- READING PASSAGE
════════

For now, the Naves are focusing on the fact Gregg is safe and hoping to get him into a rehabilitation program in Calgary.
"He's still our son no matter what he does or doesn't do and you want to be able to help your child in any way possible that you can," said George. "You never give up."
Having no contact with Gregg since March 25 has been "heartbreaking" for the couple, who adopted him when he was five months old — an energetic boy with a kind heart who succeeded at whatever he set his mind to.
He has been living out west for about four years, but always kept in touch, usually calling every couple of days, they said.
But things took a dark turn in recent months when he lost his job and his girlfriend. Gregg has struggled with addiction since he was 12 years old. He was sentenced in 2014 to three years in prison for an armed robbery of a convenience store in Barnesville with a pellet gun.
Now he was using again.
At first it was a cough syrup-codeine mix, then methamphetamine and now fentanyl, his parents said.
Last contact 'pretty normal'
Their last call from him three months ago was "pretty normal," said George. Gregg asked them to send him $20, saying it was bus fare so he could visit a friend.
"We helped him out when we could," said George, who works in security and whose wife works in home care.
But the Naves, who have two other adopted adult children and served as foster parents for 25 years, also practised "tough love, trying to do the right things.
"You don't want to give too much money and make a bad situation worse," said George.
As the days wore on and Gregg missed his father's birthday, his parents' anniversary and Mother's Day, they feared the worse and wondered what they could have or should have done differently.
"You blame yourself, you know, what did I do wrong?"
They've realized their story is all too common, but many parents are too embarrassed or ashamed to open up about their child's addiction.
Their daughter, who lives in Edmonton and went to Calgary last week, looking for Gregg, found "tent cities" of addicts.
And the officer they're been dealing with told them there's "literally thousands of Greggs out there" and that many of the people in morgues remain unidentified for months because "nobody's called, nobody seems to care," said George.
The Naves filed a missing person report and planned to raise $1,000 as a reward for any information leading them to Gregg.
A Facebook group launched to support the effort, called Find Gregg Naves, has about 900 members. It's been renamed Reunite with Gregg Naves, and a steak and stein dinner and auction fundraiser organized for June 23 at Buccaneer's Pub will go ahead as scheduled, they said.
The money raised will go toward Gregg's rehabilitation — provided he wants the help — and reuniting the family.

════════

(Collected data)
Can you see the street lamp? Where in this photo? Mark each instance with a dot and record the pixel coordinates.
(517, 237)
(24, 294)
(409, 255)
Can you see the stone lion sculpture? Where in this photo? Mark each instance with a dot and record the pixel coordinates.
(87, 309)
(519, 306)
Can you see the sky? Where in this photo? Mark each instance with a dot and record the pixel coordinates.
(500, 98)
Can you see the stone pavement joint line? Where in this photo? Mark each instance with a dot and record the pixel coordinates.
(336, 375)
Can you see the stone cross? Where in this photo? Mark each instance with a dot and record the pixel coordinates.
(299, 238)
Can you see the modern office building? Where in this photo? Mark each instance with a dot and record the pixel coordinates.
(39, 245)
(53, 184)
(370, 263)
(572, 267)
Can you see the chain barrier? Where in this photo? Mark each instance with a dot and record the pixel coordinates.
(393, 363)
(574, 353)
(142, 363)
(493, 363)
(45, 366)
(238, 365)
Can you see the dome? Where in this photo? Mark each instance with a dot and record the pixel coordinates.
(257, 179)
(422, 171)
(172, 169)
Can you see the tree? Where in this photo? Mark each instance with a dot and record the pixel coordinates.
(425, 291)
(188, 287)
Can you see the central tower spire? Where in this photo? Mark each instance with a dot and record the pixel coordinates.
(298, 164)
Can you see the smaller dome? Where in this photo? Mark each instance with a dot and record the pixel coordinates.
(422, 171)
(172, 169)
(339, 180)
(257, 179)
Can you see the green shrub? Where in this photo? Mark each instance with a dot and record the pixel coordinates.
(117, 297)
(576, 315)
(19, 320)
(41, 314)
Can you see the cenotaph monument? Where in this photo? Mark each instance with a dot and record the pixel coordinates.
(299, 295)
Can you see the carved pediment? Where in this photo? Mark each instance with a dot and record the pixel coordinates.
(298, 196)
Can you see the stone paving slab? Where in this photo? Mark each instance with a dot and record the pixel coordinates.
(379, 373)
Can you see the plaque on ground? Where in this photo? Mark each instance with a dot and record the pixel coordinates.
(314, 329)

════════

- EXERCISE INSTRUCTIONS
**A.** List the family occasions that the passage about Gregg Naves says he missed as the days wore on.
**B.** Copy, word for word, the stretch of the passage about Gregg Naves from "And the officer" through "reuniting the family.".
Base your work on the passage about Gregg Naves alone.

- SOLUTIONS TO EACH TASK
**A.** His father's birthday, his parents' anniversary, and Mother's Day.

**B.**
And the officer they're been dealing with told them there's "literally thousands of Greggs out there" and that many of the people in morgues remain unidentified for months because "nobody's called, nobody seems to care," said George.
The Naves filed a missing person report and planned to raise $1,000 as a reward for any information leading them to Gregg.
A Facebook group launched to support the effort, called Find Gregg Naves, has about 900 members. It's been renamed Reunite with Gregg Naves, and a steak and stein dinner and auction fundraiser organized for June 23 at Buccaneer's Pub will go ahead as scheduled, they said.
The money raised will go toward Gregg's rehabilitation — provided he wants the help — and reuniting the family.